Return every line of the records below that contains the string "cave".

--- Start of Dataset ---

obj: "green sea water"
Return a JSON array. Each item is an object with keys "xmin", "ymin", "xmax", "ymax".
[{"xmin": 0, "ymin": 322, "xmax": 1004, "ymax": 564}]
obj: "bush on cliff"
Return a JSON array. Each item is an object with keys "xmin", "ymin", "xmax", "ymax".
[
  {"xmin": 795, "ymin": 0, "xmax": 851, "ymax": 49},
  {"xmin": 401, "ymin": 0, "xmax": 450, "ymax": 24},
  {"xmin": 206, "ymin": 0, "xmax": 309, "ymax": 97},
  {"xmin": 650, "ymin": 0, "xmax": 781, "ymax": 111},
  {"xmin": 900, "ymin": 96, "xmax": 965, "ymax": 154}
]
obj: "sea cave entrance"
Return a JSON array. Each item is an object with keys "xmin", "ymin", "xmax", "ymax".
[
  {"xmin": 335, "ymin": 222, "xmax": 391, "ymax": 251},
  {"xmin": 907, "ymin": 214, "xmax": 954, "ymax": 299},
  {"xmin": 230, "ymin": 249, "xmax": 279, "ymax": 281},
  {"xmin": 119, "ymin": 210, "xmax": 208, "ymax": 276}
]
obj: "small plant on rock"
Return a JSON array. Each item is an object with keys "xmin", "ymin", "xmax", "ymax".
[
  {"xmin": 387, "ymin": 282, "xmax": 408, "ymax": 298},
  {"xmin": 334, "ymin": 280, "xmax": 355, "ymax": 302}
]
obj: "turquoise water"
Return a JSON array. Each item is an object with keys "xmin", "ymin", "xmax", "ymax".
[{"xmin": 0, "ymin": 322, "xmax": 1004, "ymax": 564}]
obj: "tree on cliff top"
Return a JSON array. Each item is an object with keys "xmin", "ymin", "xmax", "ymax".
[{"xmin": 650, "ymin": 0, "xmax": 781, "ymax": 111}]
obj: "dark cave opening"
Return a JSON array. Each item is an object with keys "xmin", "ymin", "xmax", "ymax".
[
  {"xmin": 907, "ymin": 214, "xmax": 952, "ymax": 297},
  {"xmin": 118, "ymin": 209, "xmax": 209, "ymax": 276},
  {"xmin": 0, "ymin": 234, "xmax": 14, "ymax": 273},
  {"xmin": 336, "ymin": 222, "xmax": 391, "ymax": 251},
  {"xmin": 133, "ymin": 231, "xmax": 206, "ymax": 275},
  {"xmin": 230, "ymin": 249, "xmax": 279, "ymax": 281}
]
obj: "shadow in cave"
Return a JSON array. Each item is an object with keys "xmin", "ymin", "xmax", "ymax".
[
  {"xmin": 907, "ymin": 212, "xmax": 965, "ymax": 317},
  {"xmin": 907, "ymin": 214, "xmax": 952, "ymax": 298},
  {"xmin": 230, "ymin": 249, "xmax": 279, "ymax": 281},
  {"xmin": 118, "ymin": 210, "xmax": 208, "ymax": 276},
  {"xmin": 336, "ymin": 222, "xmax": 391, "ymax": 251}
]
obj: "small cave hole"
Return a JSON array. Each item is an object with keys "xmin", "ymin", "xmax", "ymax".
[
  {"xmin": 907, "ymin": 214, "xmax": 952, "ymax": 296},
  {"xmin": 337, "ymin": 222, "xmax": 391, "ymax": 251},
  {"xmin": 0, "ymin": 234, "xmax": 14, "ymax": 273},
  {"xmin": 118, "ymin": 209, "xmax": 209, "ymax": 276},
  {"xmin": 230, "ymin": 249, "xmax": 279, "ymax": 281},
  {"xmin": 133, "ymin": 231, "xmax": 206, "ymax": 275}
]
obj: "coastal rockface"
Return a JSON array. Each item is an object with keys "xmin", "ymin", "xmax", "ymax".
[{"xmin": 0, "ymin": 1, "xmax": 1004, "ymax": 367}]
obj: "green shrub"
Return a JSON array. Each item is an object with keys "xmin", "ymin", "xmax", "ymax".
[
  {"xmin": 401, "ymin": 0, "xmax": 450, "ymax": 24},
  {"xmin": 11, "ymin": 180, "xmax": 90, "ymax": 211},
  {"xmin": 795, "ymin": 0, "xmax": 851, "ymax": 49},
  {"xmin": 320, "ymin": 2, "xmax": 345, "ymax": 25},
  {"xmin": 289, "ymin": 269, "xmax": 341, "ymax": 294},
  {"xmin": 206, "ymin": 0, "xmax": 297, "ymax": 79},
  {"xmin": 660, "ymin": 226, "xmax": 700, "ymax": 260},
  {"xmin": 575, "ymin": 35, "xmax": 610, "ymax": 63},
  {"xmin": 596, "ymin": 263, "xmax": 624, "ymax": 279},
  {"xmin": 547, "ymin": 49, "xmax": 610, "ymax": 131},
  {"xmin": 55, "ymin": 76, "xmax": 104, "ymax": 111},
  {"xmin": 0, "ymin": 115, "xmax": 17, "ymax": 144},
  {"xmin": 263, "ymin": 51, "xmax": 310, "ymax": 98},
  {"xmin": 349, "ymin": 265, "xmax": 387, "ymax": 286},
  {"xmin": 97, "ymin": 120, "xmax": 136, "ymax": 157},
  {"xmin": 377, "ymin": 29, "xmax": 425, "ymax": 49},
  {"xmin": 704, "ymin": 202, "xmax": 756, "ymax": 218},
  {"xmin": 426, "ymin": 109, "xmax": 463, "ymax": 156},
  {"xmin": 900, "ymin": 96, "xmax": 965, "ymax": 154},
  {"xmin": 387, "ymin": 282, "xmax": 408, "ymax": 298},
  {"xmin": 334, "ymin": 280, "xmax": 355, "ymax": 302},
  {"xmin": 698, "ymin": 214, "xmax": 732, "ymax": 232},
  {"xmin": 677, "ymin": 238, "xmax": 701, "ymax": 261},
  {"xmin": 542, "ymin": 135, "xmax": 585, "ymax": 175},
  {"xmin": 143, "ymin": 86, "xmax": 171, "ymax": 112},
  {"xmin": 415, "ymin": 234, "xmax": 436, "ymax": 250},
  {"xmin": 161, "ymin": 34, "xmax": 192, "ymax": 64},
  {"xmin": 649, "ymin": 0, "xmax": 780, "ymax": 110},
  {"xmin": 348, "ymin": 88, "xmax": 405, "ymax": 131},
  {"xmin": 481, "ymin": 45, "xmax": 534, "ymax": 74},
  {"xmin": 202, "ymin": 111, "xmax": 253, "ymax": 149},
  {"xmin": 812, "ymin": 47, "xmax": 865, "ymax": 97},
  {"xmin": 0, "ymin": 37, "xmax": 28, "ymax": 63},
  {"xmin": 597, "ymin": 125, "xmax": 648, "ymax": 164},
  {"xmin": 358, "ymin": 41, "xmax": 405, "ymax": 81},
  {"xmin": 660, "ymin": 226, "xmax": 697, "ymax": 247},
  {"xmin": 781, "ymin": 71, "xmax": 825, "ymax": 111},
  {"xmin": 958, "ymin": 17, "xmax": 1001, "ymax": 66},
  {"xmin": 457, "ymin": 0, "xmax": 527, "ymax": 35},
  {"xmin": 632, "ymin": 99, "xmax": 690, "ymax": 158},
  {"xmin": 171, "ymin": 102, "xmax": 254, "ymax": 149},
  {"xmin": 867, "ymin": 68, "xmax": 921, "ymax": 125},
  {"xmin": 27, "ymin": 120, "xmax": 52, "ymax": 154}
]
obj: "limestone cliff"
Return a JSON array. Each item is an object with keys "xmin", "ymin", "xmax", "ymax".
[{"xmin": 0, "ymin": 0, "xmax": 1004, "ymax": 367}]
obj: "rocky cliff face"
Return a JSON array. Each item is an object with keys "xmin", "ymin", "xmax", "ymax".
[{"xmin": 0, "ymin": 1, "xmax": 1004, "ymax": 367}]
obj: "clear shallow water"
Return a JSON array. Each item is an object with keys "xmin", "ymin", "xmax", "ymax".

--- End of Dataset ---

# [Task result]
obj: "sea cave entrance"
obj: "dark cave opening"
obj: "shadow in cave"
obj: "small cave hole"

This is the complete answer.